_What you are asked to do_
Copy out the rows below, swapping every "instance" for "occurrence" and changing nothing else.

────

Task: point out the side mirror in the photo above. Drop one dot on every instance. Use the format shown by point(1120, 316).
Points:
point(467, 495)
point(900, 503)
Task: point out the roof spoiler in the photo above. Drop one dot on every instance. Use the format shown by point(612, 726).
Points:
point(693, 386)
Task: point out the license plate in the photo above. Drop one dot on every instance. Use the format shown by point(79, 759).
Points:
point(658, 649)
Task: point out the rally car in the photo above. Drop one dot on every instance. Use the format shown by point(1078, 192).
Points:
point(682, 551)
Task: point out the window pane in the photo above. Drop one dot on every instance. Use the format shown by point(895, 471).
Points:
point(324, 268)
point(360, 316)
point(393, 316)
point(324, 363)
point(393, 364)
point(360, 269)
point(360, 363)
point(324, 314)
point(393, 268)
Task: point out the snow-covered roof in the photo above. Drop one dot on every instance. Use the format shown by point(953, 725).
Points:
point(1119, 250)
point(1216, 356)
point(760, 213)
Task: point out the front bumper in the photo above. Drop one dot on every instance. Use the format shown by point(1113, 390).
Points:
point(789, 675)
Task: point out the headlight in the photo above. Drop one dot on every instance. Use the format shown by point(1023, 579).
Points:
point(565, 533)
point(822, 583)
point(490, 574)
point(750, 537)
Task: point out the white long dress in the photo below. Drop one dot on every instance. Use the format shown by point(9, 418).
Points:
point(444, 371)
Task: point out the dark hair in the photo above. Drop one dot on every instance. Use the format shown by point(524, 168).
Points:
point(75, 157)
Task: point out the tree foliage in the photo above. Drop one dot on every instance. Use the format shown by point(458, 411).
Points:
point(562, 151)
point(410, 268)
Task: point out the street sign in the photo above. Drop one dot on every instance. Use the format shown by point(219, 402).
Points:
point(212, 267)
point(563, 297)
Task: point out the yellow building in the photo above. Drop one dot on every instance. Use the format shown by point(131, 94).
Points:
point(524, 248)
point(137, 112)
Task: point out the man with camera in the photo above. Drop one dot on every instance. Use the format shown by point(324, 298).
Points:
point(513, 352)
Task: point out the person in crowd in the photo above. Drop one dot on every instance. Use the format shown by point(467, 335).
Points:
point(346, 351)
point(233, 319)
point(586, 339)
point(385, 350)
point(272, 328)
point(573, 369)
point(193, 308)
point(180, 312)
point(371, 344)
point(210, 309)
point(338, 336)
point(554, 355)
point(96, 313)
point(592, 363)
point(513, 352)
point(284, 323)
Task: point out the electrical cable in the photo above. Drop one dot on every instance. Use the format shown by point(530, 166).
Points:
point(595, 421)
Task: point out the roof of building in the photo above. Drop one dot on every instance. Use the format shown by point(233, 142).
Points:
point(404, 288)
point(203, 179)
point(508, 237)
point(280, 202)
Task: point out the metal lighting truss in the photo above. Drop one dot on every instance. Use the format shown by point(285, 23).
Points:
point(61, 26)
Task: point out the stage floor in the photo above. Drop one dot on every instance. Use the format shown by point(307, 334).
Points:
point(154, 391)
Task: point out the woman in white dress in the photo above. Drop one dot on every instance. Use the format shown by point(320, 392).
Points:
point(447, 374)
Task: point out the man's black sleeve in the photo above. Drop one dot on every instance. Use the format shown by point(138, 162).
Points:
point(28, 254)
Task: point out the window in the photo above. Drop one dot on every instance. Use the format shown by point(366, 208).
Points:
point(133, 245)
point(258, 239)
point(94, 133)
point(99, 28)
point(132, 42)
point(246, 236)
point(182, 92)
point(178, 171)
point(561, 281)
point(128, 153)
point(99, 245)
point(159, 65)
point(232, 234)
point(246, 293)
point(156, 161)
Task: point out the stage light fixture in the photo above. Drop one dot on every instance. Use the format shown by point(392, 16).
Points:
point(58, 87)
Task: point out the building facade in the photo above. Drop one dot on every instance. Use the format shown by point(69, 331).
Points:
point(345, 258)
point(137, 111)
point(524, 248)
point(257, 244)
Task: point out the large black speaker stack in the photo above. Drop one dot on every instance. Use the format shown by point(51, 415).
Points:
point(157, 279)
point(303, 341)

────

_Finished task_
Task: point out the side mirror in the photo above. Drop one dot on every occurrence. Use the format shown by point(1120, 316).
Points:
point(467, 495)
point(900, 503)
Task: point out the roof spoiler in the photo above. Drop one dot on every occurrence. Use the format shown by point(612, 726).
Points:
point(693, 386)
Task: point out the license plate in the photo above. Drop one dot on every occurrence. Use the format shown by point(79, 759).
Points:
point(658, 649)
Task: point out the rally car in the photo above. Drop one dot on every occurrence. Use the format shown by point(1078, 192).
Points:
point(682, 551)
Task: point out the window pane in the photo above. Drop one dot on every occurrence. Use the format shown by point(895, 471).
Points:
point(324, 268)
point(360, 316)
point(393, 316)
point(324, 363)
point(393, 364)
point(360, 269)
point(360, 363)
point(324, 314)
point(393, 268)
Task: point out the snow-covered roof in the photo above. Drop one dot on every occurrence. Use the format shown by point(953, 725).
Points:
point(1119, 250)
point(1216, 356)
point(760, 213)
Task: point out the front bumper in the photo above. Drop one dot on every occurrence. Use the format shown by point(1113, 390).
Points:
point(789, 675)
Task: point out the headlight in the photo above. Drop one dot on every occurrence. Use the format shown by point(1023, 579).
Points:
point(565, 533)
point(822, 583)
point(490, 574)
point(750, 537)
Task: point out the white long dress in the photo below. Drop one dot on every occurrence. Use the format shown by point(9, 418).
Points:
point(444, 371)
Task: point out the dark hair in the photo above. Drop one dot on every occurrence. Use the format shown by point(524, 168).
Points:
point(75, 157)
Task: point out the tree foliage in the photo above. Drop one dot on every occurrence. Use the format shown by point(458, 411).
Points:
point(562, 151)
point(410, 268)
Task: point out the street sign in the photo above. Drop one dot on every occurrence. Use the format shown by point(219, 402).
Points:
point(212, 267)
point(563, 297)
Task: point out the yellow building in the photo above. Drop one dot on every occurrence. Use the format shown by point(131, 94).
Points:
point(524, 248)
point(137, 112)
Task: point out the man with camera in the photo above. Drop one dot on every occurrence. Use the format shown by point(324, 298).
Points:
point(513, 352)
Task: point out the person in crowd in the photo above. Drop one dot on every occurrence. Use the format shown by point(467, 335).
Points:
point(346, 351)
point(233, 319)
point(586, 339)
point(385, 350)
point(272, 328)
point(573, 369)
point(193, 308)
point(180, 312)
point(371, 344)
point(210, 309)
point(338, 336)
point(554, 355)
point(96, 313)
point(592, 363)
point(513, 352)
point(284, 323)
Task: point out the electrical cable in the photo above. Drop one dot on every occurrence. Use the format shown by point(530, 166).
Points:
point(595, 421)
Task: point out the roof of building in the photo above. Drop one dot on every occurrence. Use the format shown by point(233, 142).
Points:
point(404, 288)
point(203, 179)
point(508, 237)
point(280, 202)
Task: point out the metal lighting truss in the photo above. Drop one dot on every occurrence. Use the format shown by point(285, 23).
Points:
point(61, 26)
Task: point out the stage floor in the photo above. Drop one dot on every occurrence. Use the format shown by point(307, 334).
Points:
point(154, 391)
Task: point out the woman in white dress in the photo above. Drop one dot on every occurrence. Use the format shown by point(320, 392).
Points:
point(447, 374)
Task: point out the man's black sleeve in the photo above. Drop one dot on every occurrence. Use the format shown by point(138, 162).
Points:
point(28, 254)
Task: point out the window in the photo above. Drop one dot on every occurrence. Use the format shown by point(366, 208).
Points:
point(133, 245)
point(258, 239)
point(94, 133)
point(99, 28)
point(132, 42)
point(246, 236)
point(182, 92)
point(178, 171)
point(561, 281)
point(128, 153)
point(99, 245)
point(159, 65)
point(232, 234)
point(246, 293)
point(156, 161)
Task: point out the stage light fixture in the photo above. Drop one dot on every occurrence. Use the format shown by point(392, 16).
Points:
point(58, 87)
Task: point out the building facade in the photo above. Drop one dot on every occurrence. Use the format shown by point(69, 331).
Points:
point(345, 258)
point(137, 111)
point(524, 248)
point(257, 244)
Task: point out the large black speaker stack in the photo above. Drop one dot on every occurrence. Use the format shown by point(51, 415).
Points:
point(157, 279)
point(303, 341)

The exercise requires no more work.